Stored items:
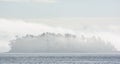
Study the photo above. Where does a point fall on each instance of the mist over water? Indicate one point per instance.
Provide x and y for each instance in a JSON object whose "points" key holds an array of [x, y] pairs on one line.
{"points": [[11, 28]]}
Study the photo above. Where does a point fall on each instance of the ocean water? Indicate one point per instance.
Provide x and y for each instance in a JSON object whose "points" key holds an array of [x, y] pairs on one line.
{"points": [[57, 58]]}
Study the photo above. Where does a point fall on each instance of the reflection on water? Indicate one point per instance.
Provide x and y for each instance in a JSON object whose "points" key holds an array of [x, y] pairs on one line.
{"points": [[59, 58]]}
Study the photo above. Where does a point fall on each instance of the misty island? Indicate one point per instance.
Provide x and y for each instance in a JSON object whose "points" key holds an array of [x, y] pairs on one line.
{"points": [[59, 43]]}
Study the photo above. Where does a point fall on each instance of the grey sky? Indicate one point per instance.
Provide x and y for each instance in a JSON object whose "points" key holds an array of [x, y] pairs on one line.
{"points": [[98, 17], [60, 8]]}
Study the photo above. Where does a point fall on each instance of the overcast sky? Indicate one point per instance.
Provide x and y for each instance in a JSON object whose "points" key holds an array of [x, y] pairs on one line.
{"points": [[59, 8], [98, 17]]}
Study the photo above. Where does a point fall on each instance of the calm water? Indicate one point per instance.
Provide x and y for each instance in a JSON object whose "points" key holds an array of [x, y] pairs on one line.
{"points": [[54, 58]]}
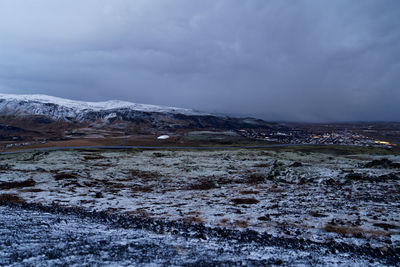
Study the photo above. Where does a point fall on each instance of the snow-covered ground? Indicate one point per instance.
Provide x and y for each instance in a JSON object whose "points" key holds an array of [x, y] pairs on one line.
{"points": [[286, 193], [40, 237], [61, 108]]}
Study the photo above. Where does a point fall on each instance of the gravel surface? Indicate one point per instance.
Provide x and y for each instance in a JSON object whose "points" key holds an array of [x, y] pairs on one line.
{"points": [[32, 235]]}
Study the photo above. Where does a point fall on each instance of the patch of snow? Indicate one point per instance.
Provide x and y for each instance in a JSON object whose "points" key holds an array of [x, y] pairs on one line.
{"points": [[163, 137], [42, 105]]}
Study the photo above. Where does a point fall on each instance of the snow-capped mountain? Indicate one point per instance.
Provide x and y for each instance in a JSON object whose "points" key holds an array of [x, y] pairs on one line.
{"points": [[42, 115], [66, 109]]}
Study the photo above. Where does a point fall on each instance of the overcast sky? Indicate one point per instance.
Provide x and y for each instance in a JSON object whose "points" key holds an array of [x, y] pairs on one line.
{"points": [[279, 60]]}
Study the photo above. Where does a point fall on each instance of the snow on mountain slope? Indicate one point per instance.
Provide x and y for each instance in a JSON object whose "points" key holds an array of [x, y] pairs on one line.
{"points": [[60, 108]]}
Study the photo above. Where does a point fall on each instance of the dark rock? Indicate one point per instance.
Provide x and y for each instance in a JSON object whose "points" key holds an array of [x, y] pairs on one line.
{"points": [[296, 164], [382, 163]]}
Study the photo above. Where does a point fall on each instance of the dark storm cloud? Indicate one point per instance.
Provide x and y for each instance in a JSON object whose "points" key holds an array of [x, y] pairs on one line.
{"points": [[290, 60]]}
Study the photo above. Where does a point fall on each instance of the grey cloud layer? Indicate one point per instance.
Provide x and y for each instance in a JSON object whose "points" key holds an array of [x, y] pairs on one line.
{"points": [[282, 60]]}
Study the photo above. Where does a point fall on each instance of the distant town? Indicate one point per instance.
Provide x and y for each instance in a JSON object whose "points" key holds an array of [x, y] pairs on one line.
{"points": [[295, 136]]}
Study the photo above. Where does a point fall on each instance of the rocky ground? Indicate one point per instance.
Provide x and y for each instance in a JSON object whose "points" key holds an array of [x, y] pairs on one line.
{"points": [[34, 235], [329, 195]]}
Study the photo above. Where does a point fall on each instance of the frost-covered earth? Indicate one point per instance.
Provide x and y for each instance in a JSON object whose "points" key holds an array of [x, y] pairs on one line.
{"points": [[39, 236], [318, 195]]}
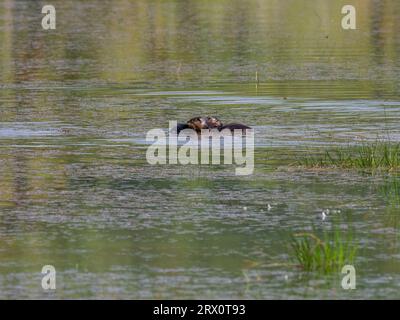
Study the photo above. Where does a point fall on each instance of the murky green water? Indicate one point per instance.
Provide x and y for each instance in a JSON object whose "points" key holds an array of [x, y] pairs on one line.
{"points": [[76, 103]]}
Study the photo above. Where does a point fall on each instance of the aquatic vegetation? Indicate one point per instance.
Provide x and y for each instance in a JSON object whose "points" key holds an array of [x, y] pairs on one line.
{"points": [[379, 155], [328, 255]]}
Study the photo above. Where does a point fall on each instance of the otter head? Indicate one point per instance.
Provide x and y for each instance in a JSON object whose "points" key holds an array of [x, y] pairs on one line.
{"points": [[213, 122], [197, 123]]}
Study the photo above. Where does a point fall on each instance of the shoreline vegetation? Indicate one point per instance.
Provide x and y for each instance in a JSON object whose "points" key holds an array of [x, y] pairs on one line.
{"points": [[368, 156]]}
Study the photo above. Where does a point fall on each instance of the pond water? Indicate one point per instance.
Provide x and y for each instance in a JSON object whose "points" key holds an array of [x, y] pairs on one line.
{"points": [[76, 191]]}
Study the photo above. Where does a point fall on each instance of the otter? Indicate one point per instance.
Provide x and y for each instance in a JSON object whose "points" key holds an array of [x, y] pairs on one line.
{"points": [[196, 123], [199, 123], [214, 122]]}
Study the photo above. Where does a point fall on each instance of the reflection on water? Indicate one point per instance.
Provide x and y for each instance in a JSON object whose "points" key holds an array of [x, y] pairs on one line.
{"points": [[76, 190]]}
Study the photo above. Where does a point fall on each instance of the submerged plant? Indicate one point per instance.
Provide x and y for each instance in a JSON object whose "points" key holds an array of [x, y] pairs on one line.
{"points": [[327, 255]]}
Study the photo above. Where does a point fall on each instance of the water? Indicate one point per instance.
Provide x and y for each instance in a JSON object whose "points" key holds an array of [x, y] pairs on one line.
{"points": [[76, 191]]}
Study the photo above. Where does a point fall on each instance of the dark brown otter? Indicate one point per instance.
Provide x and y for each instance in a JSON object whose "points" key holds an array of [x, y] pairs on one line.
{"points": [[197, 124]]}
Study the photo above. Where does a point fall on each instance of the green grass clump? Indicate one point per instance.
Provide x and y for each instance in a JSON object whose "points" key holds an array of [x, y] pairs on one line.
{"points": [[328, 255], [380, 155]]}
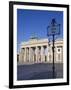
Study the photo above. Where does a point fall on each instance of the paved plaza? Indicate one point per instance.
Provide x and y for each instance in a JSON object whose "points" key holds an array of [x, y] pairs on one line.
{"points": [[39, 71]]}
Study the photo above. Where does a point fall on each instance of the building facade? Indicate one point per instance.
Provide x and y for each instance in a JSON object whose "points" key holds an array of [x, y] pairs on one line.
{"points": [[40, 51]]}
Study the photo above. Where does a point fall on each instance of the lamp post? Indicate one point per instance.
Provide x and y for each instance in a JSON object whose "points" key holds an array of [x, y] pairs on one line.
{"points": [[52, 30]]}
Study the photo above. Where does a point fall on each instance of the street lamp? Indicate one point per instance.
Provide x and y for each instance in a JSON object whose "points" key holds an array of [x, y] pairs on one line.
{"points": [[52, 30]]}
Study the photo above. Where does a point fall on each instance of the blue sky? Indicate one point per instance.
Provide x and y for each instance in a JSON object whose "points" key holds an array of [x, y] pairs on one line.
{"points": [[35, 22]]}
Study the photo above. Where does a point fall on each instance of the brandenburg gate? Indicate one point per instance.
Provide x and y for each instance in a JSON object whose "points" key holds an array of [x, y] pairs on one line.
{"points": [[38, 51]]}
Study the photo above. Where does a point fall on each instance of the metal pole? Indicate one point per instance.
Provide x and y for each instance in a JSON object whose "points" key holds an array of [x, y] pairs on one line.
{"points": [[53, 59]]}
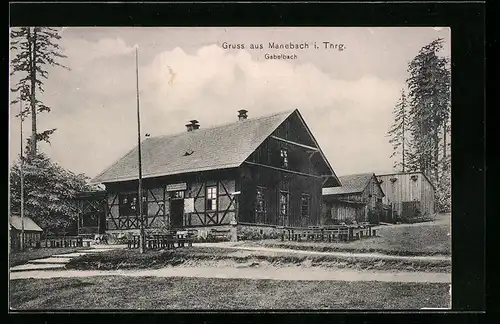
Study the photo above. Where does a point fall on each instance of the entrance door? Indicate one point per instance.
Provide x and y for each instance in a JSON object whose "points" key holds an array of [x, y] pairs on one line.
{"points": [[176, 209], [283, 208]]}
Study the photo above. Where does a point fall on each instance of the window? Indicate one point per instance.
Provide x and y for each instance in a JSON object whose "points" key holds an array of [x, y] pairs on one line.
{"points": [[212, 198], [304, 205], [283, 219], [177, 195], [260, 205], [284, 157], [128, 205]]}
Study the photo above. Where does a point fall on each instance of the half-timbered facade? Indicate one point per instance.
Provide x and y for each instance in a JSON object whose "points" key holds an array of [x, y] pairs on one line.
{"points": [[359, 195], [264, 171]]}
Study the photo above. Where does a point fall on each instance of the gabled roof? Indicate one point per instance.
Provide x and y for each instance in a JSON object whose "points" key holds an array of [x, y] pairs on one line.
{"points": [[219, 147], [351, 184], [29, 224]]}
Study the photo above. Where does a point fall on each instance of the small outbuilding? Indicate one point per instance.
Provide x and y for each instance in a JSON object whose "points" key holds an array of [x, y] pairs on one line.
{"points": [[411, 195], [32, 232], [359, 195]]}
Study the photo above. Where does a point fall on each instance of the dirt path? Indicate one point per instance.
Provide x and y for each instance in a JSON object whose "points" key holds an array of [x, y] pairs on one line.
{"points": [[235, 245], [289, 273]]}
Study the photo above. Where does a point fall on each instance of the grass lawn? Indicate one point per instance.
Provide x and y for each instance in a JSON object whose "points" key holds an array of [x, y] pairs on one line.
{"points": [[115, 292], [430, 238], [217, 257], [22, 257]]}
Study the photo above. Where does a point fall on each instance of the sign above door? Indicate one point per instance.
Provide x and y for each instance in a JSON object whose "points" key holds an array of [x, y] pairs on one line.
{"points": [[177, 186]]}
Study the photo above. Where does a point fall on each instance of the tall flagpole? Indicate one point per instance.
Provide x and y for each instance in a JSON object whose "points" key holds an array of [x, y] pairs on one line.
{"points": [[141, 220], [22, 175]]}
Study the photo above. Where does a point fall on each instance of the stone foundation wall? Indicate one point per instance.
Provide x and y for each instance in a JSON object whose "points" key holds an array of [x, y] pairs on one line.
{"points": [[257, 232]]}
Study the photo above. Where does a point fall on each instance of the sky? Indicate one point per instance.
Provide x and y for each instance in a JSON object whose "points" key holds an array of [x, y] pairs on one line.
{"points": [[345, 96]]}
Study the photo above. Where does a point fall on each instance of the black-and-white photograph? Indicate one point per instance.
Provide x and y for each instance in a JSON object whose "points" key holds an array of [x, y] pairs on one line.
{"points": [[230, 168]]}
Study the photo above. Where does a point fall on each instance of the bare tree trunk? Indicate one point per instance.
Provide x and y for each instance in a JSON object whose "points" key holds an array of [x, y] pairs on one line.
{"points": [[445, 126], [32, 61]]}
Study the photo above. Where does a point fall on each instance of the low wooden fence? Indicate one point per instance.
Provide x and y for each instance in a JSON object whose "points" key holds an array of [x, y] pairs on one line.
{"points": [[64, 241], [327, 233], [163, 241]]}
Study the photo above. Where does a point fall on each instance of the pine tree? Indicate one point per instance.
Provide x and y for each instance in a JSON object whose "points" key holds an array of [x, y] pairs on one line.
{"points": [[398, 133], [49, 189], [429, 97], [35, 50]]}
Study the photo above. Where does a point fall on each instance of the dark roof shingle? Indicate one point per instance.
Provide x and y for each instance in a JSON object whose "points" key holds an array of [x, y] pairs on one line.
{"points": [[350, 184], [228, 146]]}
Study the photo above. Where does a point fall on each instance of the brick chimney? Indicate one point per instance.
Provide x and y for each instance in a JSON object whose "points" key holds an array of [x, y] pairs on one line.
{"points": [[242, 114], [193, 125]]}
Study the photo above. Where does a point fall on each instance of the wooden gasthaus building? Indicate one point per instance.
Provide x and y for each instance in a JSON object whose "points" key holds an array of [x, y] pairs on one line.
{"points": [[255, 174]]}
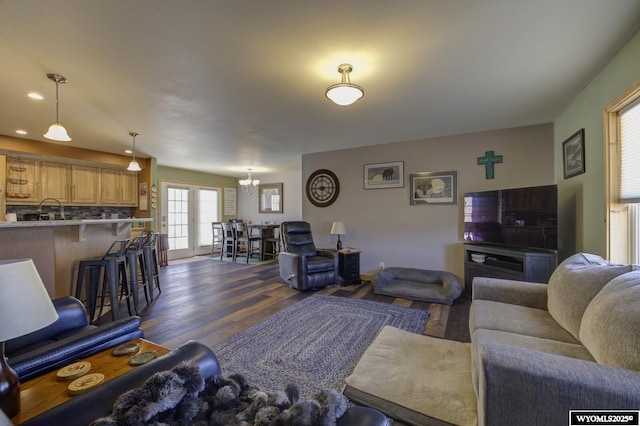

The task:
Please lay out the records as a Markdown table with the columns "No." and "Line," from the line with "gasthaus building? Indicate one point per instance." up to and including the end of the records, leaving out blank lines and any pictures.

Answer to the exercise:
| No. | Line |
|---|---|
| 1 | Study the photo above. Where does a point fall on each instance of the wooden gasthaus building? Indicate one point per instance. |
| 2 | Provide x and y for each instance in a JSON object whose "points" key holds an array of [x, y] pairs on one line. |
| 3 | {"points": [[255, 174]]} |